*** Opening DATA PROVIDED ***

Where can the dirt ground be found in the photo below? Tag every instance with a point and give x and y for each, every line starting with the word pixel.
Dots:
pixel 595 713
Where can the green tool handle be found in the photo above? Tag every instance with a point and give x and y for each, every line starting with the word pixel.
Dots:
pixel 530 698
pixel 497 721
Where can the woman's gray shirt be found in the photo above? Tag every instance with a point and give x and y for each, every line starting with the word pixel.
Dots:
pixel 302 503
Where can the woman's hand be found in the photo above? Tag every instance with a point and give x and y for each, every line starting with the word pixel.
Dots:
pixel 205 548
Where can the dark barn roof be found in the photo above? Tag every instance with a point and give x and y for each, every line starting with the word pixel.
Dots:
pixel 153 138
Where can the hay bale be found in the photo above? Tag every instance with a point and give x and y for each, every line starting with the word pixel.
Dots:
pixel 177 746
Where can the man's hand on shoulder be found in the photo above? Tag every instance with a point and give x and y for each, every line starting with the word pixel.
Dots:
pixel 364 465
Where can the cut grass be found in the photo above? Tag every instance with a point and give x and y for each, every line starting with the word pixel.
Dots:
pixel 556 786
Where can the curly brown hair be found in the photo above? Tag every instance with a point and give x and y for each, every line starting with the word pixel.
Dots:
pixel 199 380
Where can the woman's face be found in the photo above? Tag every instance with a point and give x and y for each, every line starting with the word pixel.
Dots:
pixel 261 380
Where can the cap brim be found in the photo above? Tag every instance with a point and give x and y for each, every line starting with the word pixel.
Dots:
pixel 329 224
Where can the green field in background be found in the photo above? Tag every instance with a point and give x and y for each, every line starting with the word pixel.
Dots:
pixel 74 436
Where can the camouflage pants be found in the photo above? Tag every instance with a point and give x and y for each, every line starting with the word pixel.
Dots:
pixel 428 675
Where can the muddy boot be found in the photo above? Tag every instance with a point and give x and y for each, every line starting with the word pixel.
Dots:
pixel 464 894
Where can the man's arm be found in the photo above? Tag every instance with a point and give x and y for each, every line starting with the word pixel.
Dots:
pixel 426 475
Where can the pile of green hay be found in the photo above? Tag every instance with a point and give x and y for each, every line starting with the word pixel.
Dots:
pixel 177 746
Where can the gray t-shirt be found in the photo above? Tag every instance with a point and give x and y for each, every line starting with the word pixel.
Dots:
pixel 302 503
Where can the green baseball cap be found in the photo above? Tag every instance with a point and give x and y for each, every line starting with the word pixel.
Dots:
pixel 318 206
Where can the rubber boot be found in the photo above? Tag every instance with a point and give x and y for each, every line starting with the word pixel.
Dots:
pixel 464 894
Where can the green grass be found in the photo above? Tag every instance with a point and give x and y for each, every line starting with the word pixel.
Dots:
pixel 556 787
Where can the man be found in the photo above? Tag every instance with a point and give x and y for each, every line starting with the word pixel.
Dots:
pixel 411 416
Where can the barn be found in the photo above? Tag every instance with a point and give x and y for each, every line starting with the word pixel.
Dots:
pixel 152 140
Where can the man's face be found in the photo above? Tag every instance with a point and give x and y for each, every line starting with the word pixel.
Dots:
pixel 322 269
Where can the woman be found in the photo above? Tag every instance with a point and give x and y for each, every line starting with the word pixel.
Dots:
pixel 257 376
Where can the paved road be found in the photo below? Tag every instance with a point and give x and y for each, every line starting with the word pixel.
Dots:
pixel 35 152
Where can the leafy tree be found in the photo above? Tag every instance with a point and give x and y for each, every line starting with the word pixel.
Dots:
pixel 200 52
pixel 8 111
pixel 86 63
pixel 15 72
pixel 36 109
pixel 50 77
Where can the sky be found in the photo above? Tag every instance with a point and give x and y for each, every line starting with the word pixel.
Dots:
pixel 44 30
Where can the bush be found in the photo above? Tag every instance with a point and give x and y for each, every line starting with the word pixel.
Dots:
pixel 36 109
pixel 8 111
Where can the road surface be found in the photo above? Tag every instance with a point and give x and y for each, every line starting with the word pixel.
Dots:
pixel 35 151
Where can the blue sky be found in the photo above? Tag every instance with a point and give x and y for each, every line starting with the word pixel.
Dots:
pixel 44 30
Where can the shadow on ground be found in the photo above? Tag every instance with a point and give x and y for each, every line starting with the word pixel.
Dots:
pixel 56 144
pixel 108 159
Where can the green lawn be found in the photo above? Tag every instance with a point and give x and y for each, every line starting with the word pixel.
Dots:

*** Closing DATA PROVIDED ***

DESCRIPTION OF THE TASK
Restate the material exactly as given.

ANSWER BOX
Where can the dirt ground be found in the photo below? Tag every instance with a point and give x and y for each, every line starting with the word pixel.
Dots:
pixel 595 713
Where can the green tool handle be found in the photo above? Tag every instance with a point and give x and y for each, every line starting with the word pixel.
Dots:
pixel 530 698
pixel 497 721
Where can the woman's gray shirt be found in the photo above? Tag every instance with a point and give x and y for each, every line starting with the word pixel.
Dots:
pixel 302 503
Where can the woman's hand be found in the photo above? Tag every instance with a point and give x and y for each, every line starting with the word pixel.
Dots:
pixel 205 548
Where can the dark barn roof be found in the photo above? Tag every instance with a point and give x and y for each, every line starting with the word pixel.
Dots:
pixel 153 138
Where can the hay bale be found in the photo above? Tag every instance with a point and give x and y for each, every line starting with the word pixel.
Dots:
pixel 177 746
Where can the man's hand on shoulder be found in the photo above? Tag every instance with a point and give x and y for each, every line starting with the word pixel.
Dots:
pixel 364 465
Where can the cut grass be found in the photo above? Tag every instance with a point and give x and y for each, every line starting with the word pixel.
Dots:
pixel 556 786
Where can the curly brown hair be found in the photo above? Tag every instance with a point and give x and y for each, every line starting with the word pixel.
Dots:
pixel 199 380
Where can the woman's face be found in the photo above? Tag every instance with a point and give x and y for each, every line starting with the word pixel.
Dots:
pixel 261 380
Where can the cap brim be found in the photo above? Tag every instance with a point and give x and y for each, every line starting with the word pixel.
Dots:
pixel 329 224
Where can the green field in background be found in the photo above? Tag every instance with a point and give x and y for each, every line starting with the word pixel.
Dots:
pixel 74 436
Where can the camouflage pants be found in the photo above? Tag every instance with a point and give x and y for each, every line starting with the word pixel.
Dots:
pixel 428 675
Where can the muddy boot be found in the photo above? Tag every instance with a point and give x and y for each, every line starting with the word pixel.
Dots:
pixel 464 894
Where can the man's arm be found in the photo above? Tag every instance with a point and give x and y for each, every line starting with the word pixel.
Dots:
pixel 426 475
Where can the pile of green hay be found in the photo above? Tag every instance with a point and give x and y for each, every line starting with the word pixel.
Dots:
pixel 177 746
Where can the gray t-shirt be found in the photo above? Tag every instance with a point and give x and y for each, every line starting with the word pixel.
Dots:
pixel 302 503
Where can the green baseball cap be found in the photo above? Tag every instance with a point and give x and y for each, every line starting with the word pixel.
Dots:
pixel 318 206
Where can the rubber boot be found in the photo above? Tag every instance with a point and give x and y for each, every line starting with the word pixel.
Dots:
pixel 464 894
Where can the green grass be found in the photo above? Tag every instance with a point and give x and y for each, every line starting with the word pixel.
Dots:
pixel 556 787
Where can the man be found in the photo above? Tag every instance with a point and give x and y for each, every line starting with the word pixel.
Dots:
pixel 411 416
Where can the barn be found in the photo above? Tag every instance with a point and give x and y for each, every line starting with the word pixel.
Dots:
pixel 152 140
Where can the man's face be found in the photo above? Tag every instance with a point and give x and y for each, every line starting with the word pixel.
Dots:
pixel 322 269
Where can the woman be found in the photo above? Tag every instance with a point and give x and y for each, every line starting with the word pixel.
Dots:
pixel 257 376
Where can the paved road be found in the photo below? Tag every instance with a point and give x and y for each, every line starting with the word pixel.
Dots:
pixel 35 152
Where can the leafy tree be found in the photo above? Tag every instance with a point and give x and y for each, every line starting with the word pixel.
Dots:
pixel 200 52
pixel 8 111
pixel 86 63
pixel 15 72
pixel 36 109
pixel 50 77
Where can the sky be found in the photo above? Tag every instance with a point and give x and y for each, every line starting with the word pixel.
Dots:
pixel 44 30
Where can the bush be found in the photo above? Tag every instance with a point and give x and y for each, every line starting with the word pixel.
Dots:
pixel 36 109
pixel 8 111
Where can the road surface be found in the photo above? Tag every instance with a point and give x and y for each, every line starting with the word pixel.
Dots:
pixel 35 151
Where can the blue sky be found in the photo above? Tag every instance with a point and give x and y for each, every line starting with the word pixel.
Dots:
pixel 44 30
Where can the shadow on ground be found in the photo above? Tag every instance with a point and give x and y for each, every line starting with the word pixel.
Dots:
pixel 56 144
pixel 108 159
Where can the green lawn be found in the photo above? Tag every instance with a point and give x and y for each, every line starting with the word pixel.
Dots:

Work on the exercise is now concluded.